# [Instructions to follow]
Without including any pictures, copy each entry below exactly.

[Stored entries]
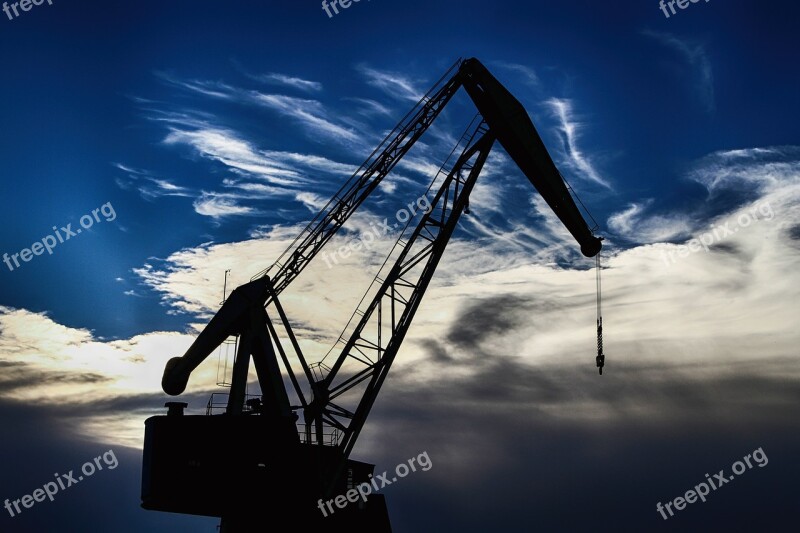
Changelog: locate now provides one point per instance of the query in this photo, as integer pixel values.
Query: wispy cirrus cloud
(147, 184)
(527, 74)
(392, 83)
(274, 78)
(696, 56)
(637, 225)
(311, 114)
(570, 128)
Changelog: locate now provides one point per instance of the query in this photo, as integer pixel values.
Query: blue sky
(217, 130)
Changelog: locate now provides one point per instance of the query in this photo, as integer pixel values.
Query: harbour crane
(290, 447)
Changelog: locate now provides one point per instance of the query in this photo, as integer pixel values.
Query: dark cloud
(559, 448)
(38, 441)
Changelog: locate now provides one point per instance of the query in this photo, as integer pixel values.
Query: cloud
(391, 83)
(636, 225)
(695, 55)
(149, 185)
(310, 113)
(289, 81)
(580, 163)
(527, 74)
(738, 182)
(218, 205)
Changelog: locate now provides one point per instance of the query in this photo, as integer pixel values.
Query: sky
(149, 147)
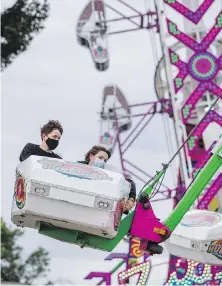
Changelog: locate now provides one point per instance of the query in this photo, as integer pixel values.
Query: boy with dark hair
(97, 156)
(51, 133)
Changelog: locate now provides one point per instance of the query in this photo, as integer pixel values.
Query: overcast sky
(56, 79)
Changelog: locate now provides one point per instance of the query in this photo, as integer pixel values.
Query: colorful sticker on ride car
(76, 170)
(200, 219)
(20, 192)
(215, 248)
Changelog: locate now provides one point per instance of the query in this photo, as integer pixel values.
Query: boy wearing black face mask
(50, 135)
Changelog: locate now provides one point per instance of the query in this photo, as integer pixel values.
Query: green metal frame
(193, 192)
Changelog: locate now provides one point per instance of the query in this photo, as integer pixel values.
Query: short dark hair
(95, 150)
(50, 126)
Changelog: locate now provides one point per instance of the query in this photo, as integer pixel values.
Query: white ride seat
(198, 237)
(68, 195)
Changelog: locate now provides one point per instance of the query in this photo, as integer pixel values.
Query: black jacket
(132, 193)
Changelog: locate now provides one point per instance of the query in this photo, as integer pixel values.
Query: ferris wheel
(188, 81)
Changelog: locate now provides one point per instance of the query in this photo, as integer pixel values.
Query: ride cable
(165, 166)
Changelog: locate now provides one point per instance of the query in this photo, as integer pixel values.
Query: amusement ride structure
(188, 85)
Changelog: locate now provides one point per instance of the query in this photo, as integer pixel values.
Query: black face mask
(52, 143)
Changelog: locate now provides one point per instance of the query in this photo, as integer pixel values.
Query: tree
(13, 268)
(19, 24)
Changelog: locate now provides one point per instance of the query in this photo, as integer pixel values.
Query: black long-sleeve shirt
(33, 149)
(132, 193)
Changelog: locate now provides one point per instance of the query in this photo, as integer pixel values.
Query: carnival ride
(186, 96)
(193, 48)
(92, 28)
(44, 185)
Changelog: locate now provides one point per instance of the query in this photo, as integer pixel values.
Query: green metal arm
(93, 241)
(194, 191)
(88, 240)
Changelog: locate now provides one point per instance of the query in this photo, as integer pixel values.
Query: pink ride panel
(144, 223)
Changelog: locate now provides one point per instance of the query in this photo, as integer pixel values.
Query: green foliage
(19, 24)
(13, 269)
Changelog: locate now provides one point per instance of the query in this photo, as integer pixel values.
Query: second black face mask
(52, 143)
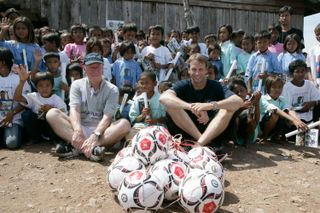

# [Answer]
Changelog: locate now provides one point per instance of the query in this photo, as integer pixel values.
Query: wispy cirrus cloud
(147, 184)
(527, 74)
(392, 83)
(274, 78)
(696, 56)
(637, 225)
(311, 114)
(570, 128)
Changelog: locate now provides one point per instance of the query in this photo, as integer pixel values.
Query: blue sky
(217, 130)
Changelog: locate now provides one point per instance of the query in this photo, as integer pixel values.
Query: harbour crane
(290, 447)
Changelog: locate now provides one point per instance of the query in this photo, as integer pixel values.
Query: dark cloud
(559, 448)
(38, 441)
Changelog: locate now provides one point per instance of the query in this photo, as integer pixel values.
Query: cloud
(391, 83)
(636, 225)
(695, 55)
(149, 185)
(310, 113)
(289, 81)
(580, 163)
(527, 74)
(738, 182)
(218, 205)
Changelog: locate now provides one point per instance of the query in this photo, as integer pixel values.
Query: sky
(149, 147)
Changelog: locate now provides one point per instance of the query in this photo, as integer pixel values.
Query: boy with dark hair
(97, 156)
(51, 133)
Changelog: locate now provides one point per instance of the query in this photo, as integer pixel values.
Query: overcast sky
(56, 79)
Changelog: locate now provides one point per instance of the query in this photo, as integer pixel values.
Query: colorful sticker on ride car
(76, 170)
(200, 219)
(20, 192)
(215, 248)
Changelog: locate now provides one point per instance of the query in this photo, as integer pixel values.
Query: boy wearing black face mask
(50, 135)
Changelog: locate now provides one point per instance of the query in this photo, as integer pixel values.
Query: green metal frame
(193, 192)
Changelog: locate now provides one point per instance of the query in this photo, as integer pixel values.
Query: short dark hair
(95, 150)
(50, 126)
Changelog: locate now provides one point per instance of the query in this photo, as integer pixel values.
Query: white ride seat
(198, 237)
(68, 195)
Changelog: locate now provides one point per instance of the query in this photo, as integer pixel values.
Query: black jacket
(132, 193)
Changelog: locate now provides one point per instance of the query in this photo, as integer pixel values.
Query: ferris wheel
(188, 81)
Changelog: locate now provides one point per instance of the query in this photo, as integer pixel values.
Query: ride cable
(165, 166)
Changelog: locate now provides one point per instance of the query in this photo, as integer pixel values.
Query: amusement ride structure
(188, 85)
Changelog: locate now provides one point per instance of the query in this photo, as integer pixel values.
Query: black face mask
(52, 143)
Changelog: locate now provides one point per instance of the query in this photo, as integer pixel values.
Query: tree
(13, 268)
(19, 24)
Changelog: locate now provides one point per instance of the query in this photo, as integer pixel values.
Query: black long-sleeve shirt
(33, 149)
(132, 193)
Changelog: locate now provides one point per instance of the query in this photo, as integer pixel values.
Query: carnival ride
(186, 96)
(193, 48)
(92, 28)
(44, 185)
Changelog: locate now provides one point per instance of the query in this photo, as integer pixel values.
Query: green metal arm
(93, 241)
(194, 191)
(88, 240)
Changelog: locate now provides one point per instance of the query in this photo, as integer pixel values.
Query: pink ride panel
(144, 223)
Changelog: locate now provides one point per instance of the query in this photo, as integer pixel values.
Query: green foliage
(19, 24)
(13, 269)
Changelog: locate now provides one point per instance of the query in this photo, as integer pixel values.
Query: second black face mask
(52, 143)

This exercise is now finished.